§ CONSIGNES ET EXIGENCES
Recopiez le passage de l'article sur la prévention des risques sous les lignes électriques, depuis « La journée avait » jusqu'à « convention dans les Ardennes. », en remplaçant « ateliers pratiques » par « ateliers de démonstration ».

§ TEXTE DE PAGE
● ● ●

« Je relève le bas de mon pantalon pour marquer les gens », prévient Vincent Bertrand, agriculteur de 46 ans à Bouvellemont, petit village ardennais. Et ça fonctionne. À la vue des deux prothèses qui ont remplacé à jamais ses jambes, les regards des élèves de 1re conduite et gestion de l’exploitation agricole du lycée de Saint-Laurent, dans les Ardennes, se font mi-gênés mi-interrogatifs.
La journée avait pour thème : « Cohabiter avec une ligne ». Elle s’est déroulée fin septembre sur une parcelle agricole près de Rethel, dans les Ardennes. Sept ateliers pratiques ont été proposés à des lycéens et des exploitants. La MSA Marne Ardennes Meuse, avec la fédération des Cuma (coopératives d’utilisation de matériel agricole) et la chambre d’agriculture des Ardennes, poursuit ainsi son action de prévention des risques sous les lignes électriques. Initiée il y a quelques années avec Enedis (ex-ERDF), elle s’est concrétisée par la signature d’une convention dans les Ardennes.
Le témoignage de Vincent Bertrand a été l’un des moments forts de cette journée. Comme presque tous les jours, il a enfilé sa cotte de travail. La voix posée, le discours clair, le regard à la fois franc et déterminé de ceux qui sont revenus de loin, des personnes qui ont traversé l’enfer et pris du recul sur la vie. Partis travailler à deux avec la Cuma des Crêtes dans les Ardennes l’après-midi du 20 mai 2009, il est le seul à pouvoir rendre compte de ce qui s’est passé ce jour-là.
« J’ai fait l’erreur de sortir de ma machine »
« Je suis là pour témoigner parce que malheureusement je me suis fait avoir. Je le fais d’abord en mémoire de mon collègue disparu. » Vincent Bertrand est l’une des deux victimes de l’accident qui a eu lieu à Vaux-Montreuil dans les Ardennes. En cause : la goulotte de son ensileuse qui a accroché une ligne à haute tension de 20 000 volts traversant le champ sur lequel il récoltait de l’herbe.
Sa vie a basculé au moment où ses jambes sont entrées en contact avec le sol. Il a été électrisé. Derrière, le chauffeur du tracteur, devant la vision du corps de Vincent gisant à terre, s’est précipité à son secours. Il a subi le même sort. Transportés tous les deux à l’hôpital, leur état sera jugé très sérieux. Vincent sera brûlé au deuxième et au troisième degré sur un tiers de la surface de sa peau. « J’ai fait l’erreur de sortir de ma machine. J’ai servi de fusible entre l’ensileuse et le sol. Enfin, tout ce que je vous raconte, c’est ce qu’on m’a dit ensuite. En vérité, je n’ai aucun souvenir de l’accident. »

● ● ●

Enregistrements de pointage d'objets nommés:
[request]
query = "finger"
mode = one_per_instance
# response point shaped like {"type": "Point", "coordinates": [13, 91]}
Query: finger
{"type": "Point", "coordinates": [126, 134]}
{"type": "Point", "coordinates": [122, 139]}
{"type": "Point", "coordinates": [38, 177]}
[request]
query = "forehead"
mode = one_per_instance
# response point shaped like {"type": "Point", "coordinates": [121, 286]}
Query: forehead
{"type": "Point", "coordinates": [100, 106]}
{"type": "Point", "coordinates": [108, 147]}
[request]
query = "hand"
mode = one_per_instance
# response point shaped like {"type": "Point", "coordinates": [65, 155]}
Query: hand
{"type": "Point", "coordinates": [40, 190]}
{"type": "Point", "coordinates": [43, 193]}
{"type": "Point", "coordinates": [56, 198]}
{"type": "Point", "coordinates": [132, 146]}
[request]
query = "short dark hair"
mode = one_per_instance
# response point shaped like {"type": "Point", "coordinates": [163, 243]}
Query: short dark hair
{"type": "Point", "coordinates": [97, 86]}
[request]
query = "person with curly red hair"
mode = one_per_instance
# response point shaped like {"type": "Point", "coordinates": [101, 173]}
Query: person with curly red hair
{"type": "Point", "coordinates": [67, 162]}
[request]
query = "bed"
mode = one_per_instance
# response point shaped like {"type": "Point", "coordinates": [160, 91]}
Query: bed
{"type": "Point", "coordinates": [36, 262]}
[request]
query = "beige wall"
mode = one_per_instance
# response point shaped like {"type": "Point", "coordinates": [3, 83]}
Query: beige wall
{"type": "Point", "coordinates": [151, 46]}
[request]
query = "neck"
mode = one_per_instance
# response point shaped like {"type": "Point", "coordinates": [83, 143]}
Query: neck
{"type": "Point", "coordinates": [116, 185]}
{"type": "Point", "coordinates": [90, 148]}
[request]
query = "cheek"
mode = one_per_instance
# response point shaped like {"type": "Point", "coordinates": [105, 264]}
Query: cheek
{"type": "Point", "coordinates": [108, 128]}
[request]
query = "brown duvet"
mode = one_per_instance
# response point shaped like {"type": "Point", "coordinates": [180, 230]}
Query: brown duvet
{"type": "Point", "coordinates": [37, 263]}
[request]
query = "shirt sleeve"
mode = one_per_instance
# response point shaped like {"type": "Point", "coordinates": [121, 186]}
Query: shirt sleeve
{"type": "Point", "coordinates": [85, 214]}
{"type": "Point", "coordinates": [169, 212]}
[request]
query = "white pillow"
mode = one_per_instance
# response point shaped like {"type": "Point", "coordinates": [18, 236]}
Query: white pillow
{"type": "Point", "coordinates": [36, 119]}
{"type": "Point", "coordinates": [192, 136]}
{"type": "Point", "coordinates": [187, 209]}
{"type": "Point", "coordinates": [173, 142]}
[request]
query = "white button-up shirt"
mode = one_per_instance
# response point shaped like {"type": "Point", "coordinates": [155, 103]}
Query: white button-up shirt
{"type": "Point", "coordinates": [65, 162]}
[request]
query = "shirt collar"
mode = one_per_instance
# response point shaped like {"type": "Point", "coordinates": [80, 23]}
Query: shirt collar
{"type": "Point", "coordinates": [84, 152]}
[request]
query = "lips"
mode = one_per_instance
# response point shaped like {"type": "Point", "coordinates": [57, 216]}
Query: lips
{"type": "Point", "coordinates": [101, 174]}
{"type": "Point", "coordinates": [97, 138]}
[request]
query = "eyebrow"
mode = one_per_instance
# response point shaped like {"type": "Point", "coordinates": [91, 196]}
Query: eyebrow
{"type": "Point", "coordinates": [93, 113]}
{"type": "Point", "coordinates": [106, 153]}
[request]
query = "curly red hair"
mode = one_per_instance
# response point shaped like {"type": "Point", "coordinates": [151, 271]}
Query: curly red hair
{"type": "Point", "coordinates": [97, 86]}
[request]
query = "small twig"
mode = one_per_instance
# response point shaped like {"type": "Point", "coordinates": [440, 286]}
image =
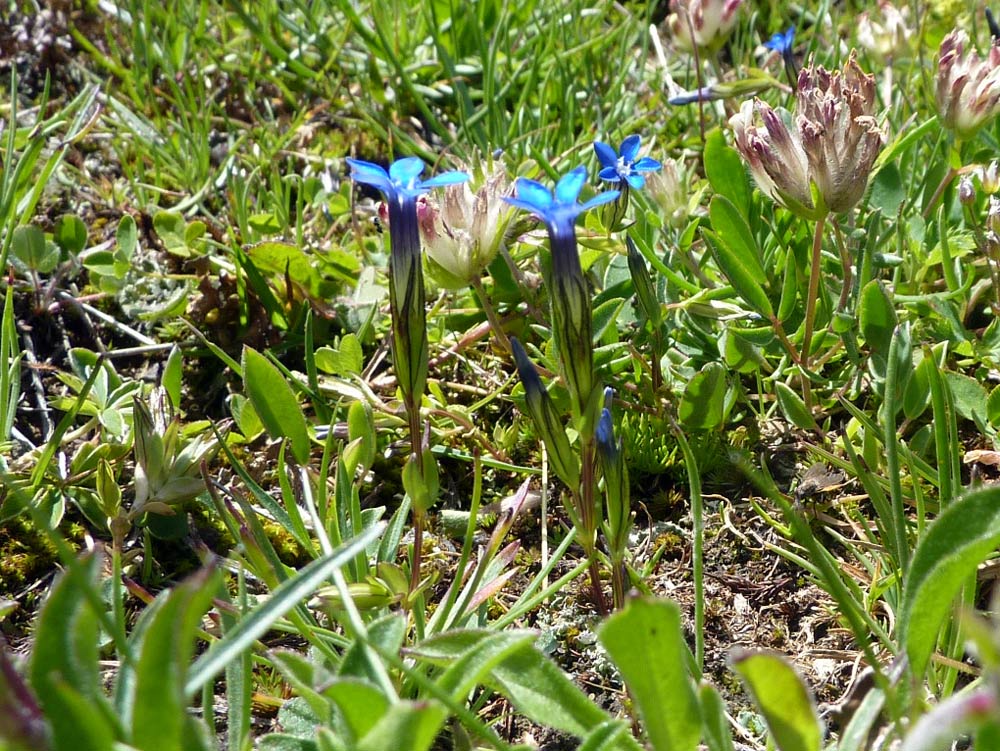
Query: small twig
{"type": "Point", "coordinates": [111, 321]}
{"type": "Point", "coordinates": [38, 386]}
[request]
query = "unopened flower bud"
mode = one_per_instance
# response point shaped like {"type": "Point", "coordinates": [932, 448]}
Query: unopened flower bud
{"type": "Point", "coordinates": [823, 162]}
{"type": "Point", "coordinates": [885, 33]}
{"type": "Point", "coordinates": [702, 24]}
{"type": "Point", "coordinates": [669, 191]}
{"type": "Point", "coordinates": [989, 177]}
{"type": "Point", "coordinates": [993, 215]}
{"type": "Point", "coordinates": [966, 190]}
{"type": "Point", "coordinates": [968, 88]}
{"type": "Point", "coordinates": [463, 232]}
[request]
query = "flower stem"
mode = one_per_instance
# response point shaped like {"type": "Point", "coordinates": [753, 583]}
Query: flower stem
{"type": "Point", "coordinates": [814, 274]}
{"type": "Point", "coordinates": [950, 175]}
{"type": "Point", "coordinates": [845, 260]}
{"type": "Point", "coordinates": [585, 512]}
{"type": "Point", "coordinates": [491, 315]}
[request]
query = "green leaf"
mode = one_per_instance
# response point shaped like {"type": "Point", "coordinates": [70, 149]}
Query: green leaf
{"type": "Point", "coordinates": [64, 667]}
{"type": "Point", "coordinates": [646, 643]}
{"type": "Point", "coordinates": [782, 698]}
{"type": "Point", "coordinates": [877, 318]}
{"type": "Point", "coordinates": [170, 227]}
{"type": "Point", "coordinates": [543, 693]}
{"type": "Point", "coordinates": [245, 416]}
{"type": "Point", "coordinates": [963, 536]}
{"type": "Point", "coordinates": [346, 359]}
{"type": "Point", "coordinates": [158, 716]}
{"type": "Point", "coordinates": [288, 595]}
{"type": "Point", "coordinates": [275, 403]}
{"type": "Point", "coordinates": [171, 378]}
{"type": "Point", "coordinates": [794, 408]}
{"type": "Point", "coordinates": [715, 724]}
{"type": "Point", "coordinates": [738, 259]}
{"type": "Point", "coordinates": [407, 724]}
{"type": "Point", "coordinates": [969, 396]}
{"type": "Point", "coordinates": [702, 406]}
{"type": "Point", "coordinates": [725, 171]}
{"type": "Point", "coordinates": [475, 663]}
{"type": "Point", "coordinates": [127, 237]}
{"type": "Point", "coordinates": [70, 234]}
{"type": "Point", "coordinates": [285, 742]}
{"type": "Point", "coordinates": [360, 704]}
{"type": "Point", "coordinates": [888, 192]}
{"type": "Point", "coordinates": [917, 395]}
{"type": "Point", "coordinates": [739, 353]}
{"type": "Point", "coordinates": [605, 736]}
{"type": "Point", "coordinates": [32, 249]}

● ● ●

§ RÉPONSE ATTENDUE
La journée avait pour thème : « Cohabiter avec une ligne ». Elle s’est déroulée fin septembre sur une parcelle agricole près de Rethel, dans les Ardennes. Sept ateliers de démonstration ont été proposés à des lycéens et des exploitants. La MSA Marne Ardennes Meuse, avec la fédération des Cuma (coopératives d’utilisation de matériel agricole) et la chambre d’agriculture des Ardennes, poursuit ainsi son action de prévention des risques sous les lignes électriques. Initiée il y a quelques années avec Enedis (ex-ERDF), elle s’est concrétisée par la signature d’une convention dans les Ardennes.